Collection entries
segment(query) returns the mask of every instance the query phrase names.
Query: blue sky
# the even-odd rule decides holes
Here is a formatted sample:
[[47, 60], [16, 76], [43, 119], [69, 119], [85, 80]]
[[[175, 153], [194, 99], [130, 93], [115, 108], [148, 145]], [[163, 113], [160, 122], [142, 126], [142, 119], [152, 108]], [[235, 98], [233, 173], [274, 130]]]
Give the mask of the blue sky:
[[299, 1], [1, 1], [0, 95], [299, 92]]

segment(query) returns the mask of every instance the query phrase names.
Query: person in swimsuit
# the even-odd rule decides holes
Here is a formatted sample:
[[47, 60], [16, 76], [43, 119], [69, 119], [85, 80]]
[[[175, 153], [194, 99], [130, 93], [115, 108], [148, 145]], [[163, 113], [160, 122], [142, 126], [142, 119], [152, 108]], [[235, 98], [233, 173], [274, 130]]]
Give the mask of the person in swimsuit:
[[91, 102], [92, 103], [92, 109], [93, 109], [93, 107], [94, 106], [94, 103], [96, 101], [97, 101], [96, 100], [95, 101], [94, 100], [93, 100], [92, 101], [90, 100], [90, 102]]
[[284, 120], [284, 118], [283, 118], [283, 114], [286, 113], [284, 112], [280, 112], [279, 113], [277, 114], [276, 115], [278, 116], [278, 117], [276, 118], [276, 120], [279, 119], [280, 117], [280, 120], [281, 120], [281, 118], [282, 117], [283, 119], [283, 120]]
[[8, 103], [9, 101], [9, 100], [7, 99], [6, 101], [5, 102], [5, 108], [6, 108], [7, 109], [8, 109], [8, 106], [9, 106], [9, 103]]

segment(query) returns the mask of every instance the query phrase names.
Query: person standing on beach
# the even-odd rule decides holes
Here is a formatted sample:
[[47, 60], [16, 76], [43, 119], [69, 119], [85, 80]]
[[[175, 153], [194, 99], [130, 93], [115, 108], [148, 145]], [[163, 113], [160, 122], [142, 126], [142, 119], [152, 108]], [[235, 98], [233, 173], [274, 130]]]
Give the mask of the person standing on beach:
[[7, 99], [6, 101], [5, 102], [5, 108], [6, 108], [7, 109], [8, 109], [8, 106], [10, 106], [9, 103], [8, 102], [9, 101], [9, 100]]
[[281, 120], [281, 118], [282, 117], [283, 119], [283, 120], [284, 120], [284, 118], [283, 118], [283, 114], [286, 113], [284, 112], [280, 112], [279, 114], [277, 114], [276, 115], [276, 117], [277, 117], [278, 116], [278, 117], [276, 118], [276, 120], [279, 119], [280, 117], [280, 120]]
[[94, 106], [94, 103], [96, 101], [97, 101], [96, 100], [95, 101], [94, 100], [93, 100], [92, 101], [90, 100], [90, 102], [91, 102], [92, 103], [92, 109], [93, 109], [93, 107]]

_WRITTEN INSTRUCTION_: Rewrite the records from their start through the line with "[[299, 1], [1, 1], [0, 95], [299, 92]]", including both ends and keeping the requests, but multiply each point coordinate in the answers by 0.4 and round to whole numbers, with halves going up. Leave every number in the requests and their format samples unchanged.

_SOLUTION BELOW_:
segment(query) returns the mask of every instance the query phrase names.
Query: blue sky
# the even-odd rule decides holes
Here is a formatted sample:
[[47, 60], [16, 76], [43, 119], [69, 119], [85, 80]]
[[[175, 153], [194, 99], [130, 93], [115, 108], [148, 145]], [[163, 113], [160, 122], [142, 126], [142, 119], [152, 108]], [[235, 98], [233, 173], [274, 130]]]
Give the mask of the blue sky:
[[120, 0], [0, 0], [0, 38], [120, 37]]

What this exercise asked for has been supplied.